• [Aim]:
Copy the rows below without any changes, from the first line through the line containing "0, 136, 124, 199", with both of those lines included.
((
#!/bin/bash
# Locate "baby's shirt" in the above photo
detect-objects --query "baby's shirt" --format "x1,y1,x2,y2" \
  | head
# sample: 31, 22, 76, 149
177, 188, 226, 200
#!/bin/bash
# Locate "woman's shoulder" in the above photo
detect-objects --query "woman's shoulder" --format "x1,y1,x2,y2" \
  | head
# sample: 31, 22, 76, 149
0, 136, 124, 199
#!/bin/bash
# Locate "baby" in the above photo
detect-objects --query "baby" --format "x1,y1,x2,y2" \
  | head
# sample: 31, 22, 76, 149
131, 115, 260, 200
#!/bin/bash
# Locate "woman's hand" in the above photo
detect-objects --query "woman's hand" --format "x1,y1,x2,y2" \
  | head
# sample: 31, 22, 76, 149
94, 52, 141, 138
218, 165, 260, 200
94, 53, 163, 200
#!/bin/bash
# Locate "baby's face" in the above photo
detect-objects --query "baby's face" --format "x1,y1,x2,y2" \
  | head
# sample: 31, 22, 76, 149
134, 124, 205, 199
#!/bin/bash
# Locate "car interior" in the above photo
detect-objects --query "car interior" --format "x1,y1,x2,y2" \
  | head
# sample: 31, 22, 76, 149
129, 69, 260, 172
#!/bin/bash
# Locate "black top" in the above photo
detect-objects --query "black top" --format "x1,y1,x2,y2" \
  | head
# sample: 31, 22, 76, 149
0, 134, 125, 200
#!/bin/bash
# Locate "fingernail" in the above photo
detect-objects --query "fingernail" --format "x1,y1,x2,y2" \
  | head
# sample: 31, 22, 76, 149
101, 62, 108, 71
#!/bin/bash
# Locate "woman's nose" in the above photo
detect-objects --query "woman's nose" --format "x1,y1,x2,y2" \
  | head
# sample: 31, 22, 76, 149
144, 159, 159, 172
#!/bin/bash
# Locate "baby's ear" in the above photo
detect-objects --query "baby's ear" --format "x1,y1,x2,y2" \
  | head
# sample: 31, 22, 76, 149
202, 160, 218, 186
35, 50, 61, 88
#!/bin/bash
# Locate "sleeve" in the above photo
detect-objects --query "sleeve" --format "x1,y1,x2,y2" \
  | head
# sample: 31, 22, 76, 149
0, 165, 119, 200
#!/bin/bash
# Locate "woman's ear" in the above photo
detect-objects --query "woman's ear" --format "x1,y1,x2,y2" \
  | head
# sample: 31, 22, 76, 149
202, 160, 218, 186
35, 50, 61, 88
))
• [Response]:
#!/bin/bash
# Locate "baby's shirt" in the above photo
detect-objects --query "baby's shirt" --format "x1,y1,x2,y2" \
  | head
# sample: 31, 22, 76, 149
177, 188, 226, 200
#!/bin/bash
# Locate "woman's shoulder" in the above photo
detect-objects --query "woman's shoulder" --format "x1,y1,x2,y2" \
  | head
# sample: 31, 22, 76, 149
0, 136, 124, 199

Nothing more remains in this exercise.